## The problem
The required output consists solely of the lines from the line containing "umbrella shown in the photo above." through the end of the records, copied exactly.

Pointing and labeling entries
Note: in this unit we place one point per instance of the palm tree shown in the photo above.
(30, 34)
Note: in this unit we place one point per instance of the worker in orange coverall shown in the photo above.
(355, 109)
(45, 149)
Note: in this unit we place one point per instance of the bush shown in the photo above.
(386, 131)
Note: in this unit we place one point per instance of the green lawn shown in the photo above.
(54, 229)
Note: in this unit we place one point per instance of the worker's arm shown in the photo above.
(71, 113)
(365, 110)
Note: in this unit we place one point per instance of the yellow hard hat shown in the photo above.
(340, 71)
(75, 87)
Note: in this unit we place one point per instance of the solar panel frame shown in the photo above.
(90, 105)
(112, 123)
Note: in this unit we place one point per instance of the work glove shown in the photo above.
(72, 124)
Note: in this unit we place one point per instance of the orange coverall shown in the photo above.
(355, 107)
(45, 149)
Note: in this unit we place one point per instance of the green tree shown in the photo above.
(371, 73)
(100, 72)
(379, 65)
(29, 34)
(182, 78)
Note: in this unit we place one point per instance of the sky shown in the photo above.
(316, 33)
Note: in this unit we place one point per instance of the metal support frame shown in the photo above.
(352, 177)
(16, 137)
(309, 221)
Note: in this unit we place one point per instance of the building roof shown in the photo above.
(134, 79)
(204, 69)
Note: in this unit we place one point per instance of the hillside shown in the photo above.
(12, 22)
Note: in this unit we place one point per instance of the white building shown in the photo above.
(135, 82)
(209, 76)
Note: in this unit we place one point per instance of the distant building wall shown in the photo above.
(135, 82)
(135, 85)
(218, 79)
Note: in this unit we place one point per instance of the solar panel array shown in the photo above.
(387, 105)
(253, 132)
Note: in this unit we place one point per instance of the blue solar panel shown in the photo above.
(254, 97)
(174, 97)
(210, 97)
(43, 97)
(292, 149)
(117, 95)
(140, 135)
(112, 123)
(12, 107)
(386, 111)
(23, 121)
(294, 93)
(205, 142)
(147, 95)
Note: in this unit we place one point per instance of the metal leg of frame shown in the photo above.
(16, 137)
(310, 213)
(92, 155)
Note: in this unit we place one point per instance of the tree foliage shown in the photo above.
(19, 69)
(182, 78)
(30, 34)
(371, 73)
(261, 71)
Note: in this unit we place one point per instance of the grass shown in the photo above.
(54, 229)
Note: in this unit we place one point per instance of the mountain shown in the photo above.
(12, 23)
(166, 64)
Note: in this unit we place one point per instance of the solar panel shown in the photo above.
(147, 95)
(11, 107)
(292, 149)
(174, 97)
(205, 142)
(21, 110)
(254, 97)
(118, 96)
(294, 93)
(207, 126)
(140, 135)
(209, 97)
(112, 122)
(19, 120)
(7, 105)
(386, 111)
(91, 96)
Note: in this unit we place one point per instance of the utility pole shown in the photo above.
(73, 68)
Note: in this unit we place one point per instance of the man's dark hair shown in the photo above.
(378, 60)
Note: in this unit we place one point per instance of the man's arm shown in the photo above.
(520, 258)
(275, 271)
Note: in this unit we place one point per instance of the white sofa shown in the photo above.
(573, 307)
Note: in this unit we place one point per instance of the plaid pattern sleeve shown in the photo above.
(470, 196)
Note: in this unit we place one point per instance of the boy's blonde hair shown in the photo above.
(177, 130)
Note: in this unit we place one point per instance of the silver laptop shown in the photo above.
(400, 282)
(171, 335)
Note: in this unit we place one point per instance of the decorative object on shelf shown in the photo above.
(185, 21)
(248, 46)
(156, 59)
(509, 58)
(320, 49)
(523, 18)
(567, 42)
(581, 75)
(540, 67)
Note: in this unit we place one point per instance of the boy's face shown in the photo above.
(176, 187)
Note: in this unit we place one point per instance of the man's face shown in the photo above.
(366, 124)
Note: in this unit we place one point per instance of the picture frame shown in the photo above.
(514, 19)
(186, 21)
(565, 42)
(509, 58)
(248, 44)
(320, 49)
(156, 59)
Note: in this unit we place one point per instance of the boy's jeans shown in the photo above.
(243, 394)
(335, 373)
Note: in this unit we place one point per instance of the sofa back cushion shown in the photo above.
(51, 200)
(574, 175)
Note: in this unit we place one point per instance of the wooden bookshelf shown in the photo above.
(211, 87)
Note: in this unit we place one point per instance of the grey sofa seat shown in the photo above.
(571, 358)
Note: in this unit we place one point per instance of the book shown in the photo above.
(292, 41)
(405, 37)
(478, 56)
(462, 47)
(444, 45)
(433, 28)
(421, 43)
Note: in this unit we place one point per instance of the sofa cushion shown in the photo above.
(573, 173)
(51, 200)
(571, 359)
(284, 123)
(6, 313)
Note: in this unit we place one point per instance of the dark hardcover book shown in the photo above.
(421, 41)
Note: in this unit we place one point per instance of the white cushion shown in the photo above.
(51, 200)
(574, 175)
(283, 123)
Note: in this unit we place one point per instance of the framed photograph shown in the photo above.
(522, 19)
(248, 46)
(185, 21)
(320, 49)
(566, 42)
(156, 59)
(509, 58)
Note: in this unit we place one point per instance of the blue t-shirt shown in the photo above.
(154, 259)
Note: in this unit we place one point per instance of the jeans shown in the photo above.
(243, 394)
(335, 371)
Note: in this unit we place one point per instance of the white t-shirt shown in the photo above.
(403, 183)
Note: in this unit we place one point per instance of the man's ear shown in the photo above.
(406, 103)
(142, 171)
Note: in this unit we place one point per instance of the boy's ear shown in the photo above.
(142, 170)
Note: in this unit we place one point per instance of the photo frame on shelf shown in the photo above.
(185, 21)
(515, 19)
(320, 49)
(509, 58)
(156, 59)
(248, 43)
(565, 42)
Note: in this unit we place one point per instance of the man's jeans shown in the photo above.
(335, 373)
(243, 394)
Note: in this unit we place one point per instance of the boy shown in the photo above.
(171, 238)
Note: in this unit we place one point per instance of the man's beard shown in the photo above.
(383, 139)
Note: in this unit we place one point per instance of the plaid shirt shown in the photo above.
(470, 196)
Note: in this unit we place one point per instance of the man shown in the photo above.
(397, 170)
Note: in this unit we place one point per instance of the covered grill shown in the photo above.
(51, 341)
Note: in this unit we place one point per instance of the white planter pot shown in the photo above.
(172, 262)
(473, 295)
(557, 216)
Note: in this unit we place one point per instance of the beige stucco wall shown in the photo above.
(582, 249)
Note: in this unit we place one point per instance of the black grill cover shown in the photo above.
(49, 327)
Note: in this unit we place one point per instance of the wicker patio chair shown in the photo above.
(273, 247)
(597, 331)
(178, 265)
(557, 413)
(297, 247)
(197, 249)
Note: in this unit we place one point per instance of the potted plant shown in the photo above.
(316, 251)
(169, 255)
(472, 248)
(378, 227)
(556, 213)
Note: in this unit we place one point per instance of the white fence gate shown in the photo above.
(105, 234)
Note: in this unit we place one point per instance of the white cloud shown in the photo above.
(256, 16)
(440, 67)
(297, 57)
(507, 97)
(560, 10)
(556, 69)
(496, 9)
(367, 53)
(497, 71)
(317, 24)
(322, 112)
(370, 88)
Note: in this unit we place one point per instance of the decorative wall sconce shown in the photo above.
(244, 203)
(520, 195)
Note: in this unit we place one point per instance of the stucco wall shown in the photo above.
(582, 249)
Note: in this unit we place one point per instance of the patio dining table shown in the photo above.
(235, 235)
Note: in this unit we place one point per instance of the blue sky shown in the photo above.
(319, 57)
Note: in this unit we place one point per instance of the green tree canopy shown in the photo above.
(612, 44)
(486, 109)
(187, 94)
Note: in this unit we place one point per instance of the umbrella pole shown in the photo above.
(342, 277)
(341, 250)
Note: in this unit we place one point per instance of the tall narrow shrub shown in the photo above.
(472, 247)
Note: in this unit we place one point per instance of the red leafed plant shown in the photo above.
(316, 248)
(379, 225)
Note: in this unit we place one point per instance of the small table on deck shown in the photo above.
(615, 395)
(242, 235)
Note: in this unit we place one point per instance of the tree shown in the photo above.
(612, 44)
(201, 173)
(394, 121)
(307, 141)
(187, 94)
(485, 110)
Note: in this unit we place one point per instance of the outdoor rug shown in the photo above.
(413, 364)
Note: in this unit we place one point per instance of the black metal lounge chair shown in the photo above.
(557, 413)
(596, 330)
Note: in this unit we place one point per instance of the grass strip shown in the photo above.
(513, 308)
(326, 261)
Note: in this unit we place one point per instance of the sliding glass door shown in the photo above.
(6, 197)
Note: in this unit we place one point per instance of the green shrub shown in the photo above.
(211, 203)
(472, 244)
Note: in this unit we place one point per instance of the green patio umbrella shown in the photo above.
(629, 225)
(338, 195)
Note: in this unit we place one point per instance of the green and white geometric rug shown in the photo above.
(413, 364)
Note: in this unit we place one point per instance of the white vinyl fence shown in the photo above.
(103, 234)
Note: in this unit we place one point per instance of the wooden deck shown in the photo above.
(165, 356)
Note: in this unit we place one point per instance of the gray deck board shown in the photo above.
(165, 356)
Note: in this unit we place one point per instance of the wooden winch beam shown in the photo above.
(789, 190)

## Output
Note: in this unit we place one point per instance of the green patio umbrella shown in the photo above.
(629, 225)
(338, 195)
Note: in this unit we place one point per instance of the green and white geometric rug shown in the photo above.
(413, 364)
Note: in this unit we place one point per instance of the white vinyl fence shown in the photo above.
(103, 234)
Note: in this unit we place one point per instance of the wooden deck shown in the photo above.
(165, 356)
Note: in this unit we place one point per instance of the gray deck board shown in the photo above.
(165, 356)
Note: in this unit we place one point per instance of the wooden winch beam shown in the photo above.
(789, 190)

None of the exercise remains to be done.